■ 작업 지시
아래 줄을 빠짐없이 한 글자도 바꾸지 말고 다시 쓰세요.

■ 입력 자료
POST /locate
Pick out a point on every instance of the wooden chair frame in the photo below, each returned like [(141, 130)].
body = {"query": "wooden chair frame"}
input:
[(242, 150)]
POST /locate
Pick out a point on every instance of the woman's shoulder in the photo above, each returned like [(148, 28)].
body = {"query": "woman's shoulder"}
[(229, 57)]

■ 문제 풀이
POST /locate
Pick out a point on every instance of the wooden chair frame in the photo below, each returned like [(141, 130)].
body = {"query": "wooden chair frame"}
input:
[(242, 150)]
POST /locate
Pick out a point on every instance of the woman's shoulder in the photo above, each returned like [(148, 28)].
body = {"query": "woman's shoulder"}
[(229, 57)]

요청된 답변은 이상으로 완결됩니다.